§ Brief
Take the entries that follow and write each one out exactly.
- - - - -
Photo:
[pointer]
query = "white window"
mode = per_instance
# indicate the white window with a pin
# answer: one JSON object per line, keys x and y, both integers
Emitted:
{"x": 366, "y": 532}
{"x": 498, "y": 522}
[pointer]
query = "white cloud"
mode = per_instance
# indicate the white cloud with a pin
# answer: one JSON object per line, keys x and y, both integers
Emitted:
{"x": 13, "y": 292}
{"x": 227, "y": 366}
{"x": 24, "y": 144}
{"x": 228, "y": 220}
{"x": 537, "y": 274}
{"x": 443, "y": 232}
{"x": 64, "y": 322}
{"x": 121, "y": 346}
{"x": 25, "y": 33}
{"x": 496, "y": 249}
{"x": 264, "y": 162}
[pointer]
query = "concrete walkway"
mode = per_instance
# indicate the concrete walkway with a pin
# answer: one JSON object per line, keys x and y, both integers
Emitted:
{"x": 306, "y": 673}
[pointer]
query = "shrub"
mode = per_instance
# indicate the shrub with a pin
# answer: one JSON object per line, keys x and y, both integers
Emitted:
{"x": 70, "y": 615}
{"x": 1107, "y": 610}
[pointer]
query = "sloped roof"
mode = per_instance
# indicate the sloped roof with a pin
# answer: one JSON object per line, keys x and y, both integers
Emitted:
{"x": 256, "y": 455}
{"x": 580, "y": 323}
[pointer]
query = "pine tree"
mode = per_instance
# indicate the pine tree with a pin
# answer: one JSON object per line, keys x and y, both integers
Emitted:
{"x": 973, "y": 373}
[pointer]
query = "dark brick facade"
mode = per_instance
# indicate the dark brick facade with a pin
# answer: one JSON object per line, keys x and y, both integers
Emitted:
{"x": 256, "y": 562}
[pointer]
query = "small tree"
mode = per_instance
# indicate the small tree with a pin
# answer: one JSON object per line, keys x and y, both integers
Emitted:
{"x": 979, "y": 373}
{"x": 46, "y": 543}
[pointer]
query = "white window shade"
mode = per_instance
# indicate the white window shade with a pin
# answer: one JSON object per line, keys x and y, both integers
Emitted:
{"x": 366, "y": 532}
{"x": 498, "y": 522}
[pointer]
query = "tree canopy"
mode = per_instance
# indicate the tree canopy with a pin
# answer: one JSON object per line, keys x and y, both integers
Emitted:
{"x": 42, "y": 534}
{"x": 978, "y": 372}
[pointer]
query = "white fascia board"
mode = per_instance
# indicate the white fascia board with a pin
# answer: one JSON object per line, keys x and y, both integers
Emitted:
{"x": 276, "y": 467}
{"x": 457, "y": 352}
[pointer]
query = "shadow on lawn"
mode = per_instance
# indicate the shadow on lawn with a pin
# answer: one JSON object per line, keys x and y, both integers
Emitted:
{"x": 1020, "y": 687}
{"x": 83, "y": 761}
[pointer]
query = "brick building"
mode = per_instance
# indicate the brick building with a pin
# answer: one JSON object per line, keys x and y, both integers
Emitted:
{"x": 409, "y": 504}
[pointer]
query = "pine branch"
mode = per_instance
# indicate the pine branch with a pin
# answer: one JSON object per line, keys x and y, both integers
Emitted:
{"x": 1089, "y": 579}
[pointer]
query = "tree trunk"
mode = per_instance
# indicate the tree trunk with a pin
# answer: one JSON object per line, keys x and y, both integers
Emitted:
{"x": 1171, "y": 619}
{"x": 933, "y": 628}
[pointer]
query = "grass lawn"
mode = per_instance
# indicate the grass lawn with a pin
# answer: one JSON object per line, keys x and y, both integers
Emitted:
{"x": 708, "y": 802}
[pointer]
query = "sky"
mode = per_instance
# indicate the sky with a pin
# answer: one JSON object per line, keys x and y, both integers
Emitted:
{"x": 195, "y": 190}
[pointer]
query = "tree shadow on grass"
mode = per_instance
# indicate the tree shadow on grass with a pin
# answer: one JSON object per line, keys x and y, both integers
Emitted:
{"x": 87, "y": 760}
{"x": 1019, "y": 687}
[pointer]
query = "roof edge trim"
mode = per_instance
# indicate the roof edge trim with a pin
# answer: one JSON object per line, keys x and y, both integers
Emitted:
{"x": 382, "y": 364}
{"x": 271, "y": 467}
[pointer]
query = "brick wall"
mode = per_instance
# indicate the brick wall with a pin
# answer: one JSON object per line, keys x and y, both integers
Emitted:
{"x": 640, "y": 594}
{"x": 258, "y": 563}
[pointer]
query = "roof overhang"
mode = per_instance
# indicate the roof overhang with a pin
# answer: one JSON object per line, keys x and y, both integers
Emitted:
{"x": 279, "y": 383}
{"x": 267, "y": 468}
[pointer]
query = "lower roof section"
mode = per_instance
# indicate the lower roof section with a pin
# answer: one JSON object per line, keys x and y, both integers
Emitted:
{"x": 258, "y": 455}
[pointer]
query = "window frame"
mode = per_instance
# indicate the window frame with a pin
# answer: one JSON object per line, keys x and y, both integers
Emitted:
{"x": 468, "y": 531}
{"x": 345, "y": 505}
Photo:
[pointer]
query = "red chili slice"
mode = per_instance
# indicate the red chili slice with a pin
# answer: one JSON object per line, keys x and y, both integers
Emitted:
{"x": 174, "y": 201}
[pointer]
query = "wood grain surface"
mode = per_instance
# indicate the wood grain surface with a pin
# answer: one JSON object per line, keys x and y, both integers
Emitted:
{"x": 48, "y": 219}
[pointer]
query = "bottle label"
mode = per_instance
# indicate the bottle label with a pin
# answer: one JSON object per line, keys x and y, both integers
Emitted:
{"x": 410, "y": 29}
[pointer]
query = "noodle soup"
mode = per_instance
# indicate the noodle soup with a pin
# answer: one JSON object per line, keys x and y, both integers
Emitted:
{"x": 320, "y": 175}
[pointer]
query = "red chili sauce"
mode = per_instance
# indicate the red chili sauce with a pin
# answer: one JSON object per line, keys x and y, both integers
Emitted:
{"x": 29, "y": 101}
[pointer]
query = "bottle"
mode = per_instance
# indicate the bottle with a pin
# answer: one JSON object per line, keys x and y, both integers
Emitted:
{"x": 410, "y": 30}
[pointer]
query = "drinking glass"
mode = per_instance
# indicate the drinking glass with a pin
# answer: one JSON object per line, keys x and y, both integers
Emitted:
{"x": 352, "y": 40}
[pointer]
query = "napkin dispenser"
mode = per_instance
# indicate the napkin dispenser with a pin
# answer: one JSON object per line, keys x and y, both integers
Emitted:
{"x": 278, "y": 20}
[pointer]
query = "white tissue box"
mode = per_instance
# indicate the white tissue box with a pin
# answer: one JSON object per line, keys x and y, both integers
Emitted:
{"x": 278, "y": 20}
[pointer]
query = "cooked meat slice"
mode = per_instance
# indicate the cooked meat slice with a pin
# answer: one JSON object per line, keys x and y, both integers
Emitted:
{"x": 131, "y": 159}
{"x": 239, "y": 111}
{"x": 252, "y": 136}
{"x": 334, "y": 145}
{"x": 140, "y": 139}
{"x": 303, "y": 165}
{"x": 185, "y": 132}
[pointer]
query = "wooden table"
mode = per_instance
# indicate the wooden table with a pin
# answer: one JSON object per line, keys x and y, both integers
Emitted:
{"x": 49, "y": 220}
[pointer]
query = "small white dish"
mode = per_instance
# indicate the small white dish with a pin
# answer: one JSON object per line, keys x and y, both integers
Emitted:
- - - - -
§ Written solution
Photo:
[pointer]
query = "white window"
mode = per_instance
# indicate the white window with a pin
# answer: one JSON object per line, keys x and y, both integers
Emitted:
{"x": 366, "y": 532}
{"x": 498, "y": 522}
[pointer]
query = "white cloud"
mode = per_instance
# indicate the white cloud with a pin
# answer: one JSON object per line, keys x and y, both integers
Emitted:
{"x": 13, "y": 292}
{"x": 227, "y": 366}
{"x": 24, "y": 144}
{"x": 228, "y": 220}
{"x": 537, "y": 274}
{"x": 443, "y": 232}
{"x": 64, "y": 322}
{"x": 121, "y": 346}
{"x": 25, "y": 33}
{"x": 496, "y": 249}
{"x": 264, "y": 162}
[pointer]
query = "concrete walkway"
mode = per_instance
# indicate the concrete walkway with a pin
# answer: one JSON object per line, keys x and y, both integers
Emitted:
{"x": 306, "y": 673}
[pointer]
query = "shrub"
mode = per_instance
# indicate the shrub with a pin
# answer: one JSON object per line, keys x and y, both integers
Emitted:
{"x": 70, "y": 615}
{"x": 1107, "y": 610}
[pointer]
query = "sloped roof"
mode = per_instance
# indicate the sloped roof with a pin
# answer: one JSON object per line, keys x and y, both integers
Emitted:
{"x": 256, "y": 455}
{"x": 580, "y": 323}
[pointer]
query = "pine tree"
mode = per_instance
# indicate the pine tree with a pin
# answer: one JSON object per line, keys x and y, both integers
Emitted:
{"x": 973, "y": 373}
[pointer]
query = "dark brick facade"
mode = per_instance
# indicate the dark brick facade with a pin
# answer: one JSON object per line, keys x and y, both integers
Emitted:
{"x": 256, "y": 562}
[pointer]
query = "small tree"
mode = per_instance
# indicate the small tree with a pin
# answer: one JSON object per line, keys x and y, both integers
Emitted:
{"x": 979, "y": 373}
{"x": 46, "y": 543}
[pointer]
query = "white window shade"
mode = per_instance
# indicate the white window shade with a pin
# answer: one JSON object per line, keys x and y, both integers
Emitted:
{"x": 366, "y": 532}
{"x": 498, "y": 522}
[pointer]
query = "tree canopy"
mode = per_instance
# indicate the tree canopy with a pin
# answer: one JSON object per line, keys x and y, both integers
Emitted:
{"x": 42, "y": 534}
{"x": 978, "y": 372}
[pointer]
query = "white fascia board"
mode = per_instance
# indicate the white fascia board with a pin
# answer: one JSON object per line, keys x and y, both integers
Emitted:
{"x": 276, "y": 467}
{"x": 457, "y": 352}
[pointer]
query = "shadow on lawn"
mode = per_instance
# indicate the shadow on lawn with a pin
# answer: one JSON object per line, keys x and y, both integers
Emitted:
{"x": 1020, "y": 687}
{"x": 83, "y": 761}
[pointer]
query = "brick building"
mode = per_instance
# indicate the brick building with a pin
# answer: one JSON object per line, keys x and y, both integers
Emitted:
{"x": 409, "y": 504}
[pointer]
query = "pine branch"
mode = per_instance
# indicate the pine branch with a pin
# answer: one JSON object per line, keys x and y, both integers
Emitted:
{"x": 1089, "y": 579}
[pointer]
query = "tree trunk"
mode = per_instance
# indicate the tree trunk with a pin
# answer: one JSON object per line, keys x and y, both integers
Emitted:
{"x": 1171, "y": 619}
{"x": 933, "y": 628}
[pointer]
query = "grass lawn"
mode = per_instance
# indicate the grass lawn with a pin
# answer: one JSON object per line, keys x and y, both integers
Emitted:
{"x": 708, "y": 802}
[pointer]
query = "sky"
mode = per_instance
# indicate the sky with a pin
# answer: one JSON object per line, keys x and y, both integers
Emitted:
{"x": 195, "y": 190}
[pointer]
query = "tree shadow on grass"
mode = per_instance
# indicate the tree shadow on grass with a pin
# answer: one JSON object per line, keys x and y, both integers
Emitted:
{"x": 87, "y": 760}
{"x": 1019, "y": 687}
[pointer]
query = "roof edge trim"
mode = per_instance
# indicate the roof edge trim with a pin
# answer: one JSON object per line, keys x and y, both integers
Emitted:
{"x": 382, "y": 364}
{"x": 271, "y": 467}
[pointer]
query = "brick wall"
mode = per_instance
# indicate the brick wall with a pin
# answer: one JSON object per line, keys x and y, both integers
Emitted:
{"x": 640, "y": 594}
{"x": 258, "y": 563}
[pointer]
query = "roof overhang"
mode = per_instance
# indicate the roof overhang with a pin
# answer: one JSON object per line, keys x and y, both integers
Emitted:
{"x": 279, "y": 383}
{"x": 267, "y": 468}
[pointer]
query = "lower roof section"
mode = per_instance
# indicate the lower roof section with a pin
# answer: one JSON object per line, keys x and y, both integers
Emitted:
{"x": 258, "y": 455}
[pointer]
query = "window frame"
mode = per_instance
# indicate the window frame with a pin
# answer: one JSON object per line, keys x and y, both integers
Emitted:
{"x": 468, "y": 531}
{"x": 345, "y": 505}
Photo:
[pointer]
query = "red chili slice"
mode = per_instance
# indicate the red chili slice with a pin
# answer: one JSON object per line, keys x and y, both integers
Emitted:
{"x": 174, "y": 201}
[pointer]
query = "wood grain surface"
mode = per_instance
# indicate the wood grain surface with a pin
# answer: one JSON object per line, keys x and y, both integers
Emitted:
{"x": 48, "y": 219}
[pointer]
query = "bottle label"
mode = per_instance
# indicate the bottle label with a pin
# answer: one JSON object per line, keys x and y, both integers
Emitted:
{"x": 410, "y": 29}
[pointer]
query = "noodle soup"
mode = per_instance
# indicate the noodle soup with a pin
# answer: one JSON object per line, keys x and y, both integers
Emitted:
{"x": 320, "y": 175}
[pointer]
query = "red chili sauce"
mode = per_instance
# indicate the red chili sauce with a pin
# answer: one JSON object per line, keys x and y, both integers
Emitted:
{"x": 29, "y": 101}
[pointer]
query = "bottle"
mode = per_instance
# indicate the bottle with a pin
# answer: one JSON object per line, keys x and y, both integers
Emitted:
{"x": 410, "y": 30}
[pointer]
query = "drinking glass"
mode = per_instance
# indicate the drinking glass with a pin
# answer: one JSON object per line, keys x and y, both integers
Emitted:
{"x": 352, "y": 40}
[pointer]
query = "napkin dispenser"
mode = per_instance
# indicate the napkin dispenser with a pin
# answer: one JSON object per line, keys x and y, both integers
Emitted:
{"x": 278, "y": 20}
[pointer]
query = "white tissue box"
mode = per_instance
# indicate the white tissue box with a pin
# answer: one JSON object per line, keys x and y, both integers
Emitted:
{"x": 278, "y": 20}
[pointer]
query = "cooked meat slice"
mode = per_instance
# indicate the cooked meat slice with a pin
# answer: one JSON object per line, keys x and y, both integers
Emitted:
{"x": 131, "y": 159}
{"x": 239, "y": 111}
{"x": 252, "y": 136}
{"x": 334, "y": 145}
{"x": 140, "y": 139}
{"x": 303, "y": 165}
{"x": 185, "y": 132}
[pointer]
query = "wooden table"
mode = per_instance
# indicate the wooden table with a pin
# answer: one JSON object per line, keys x and y, both integers
Emitted:
{"x": 49, "y": 220}
[pointer]
query = "small white dish"
mode = per_instance
# indicate the small white dish with a pin
# answer: one JSON object per line, keys x and y, both integers
Emitted:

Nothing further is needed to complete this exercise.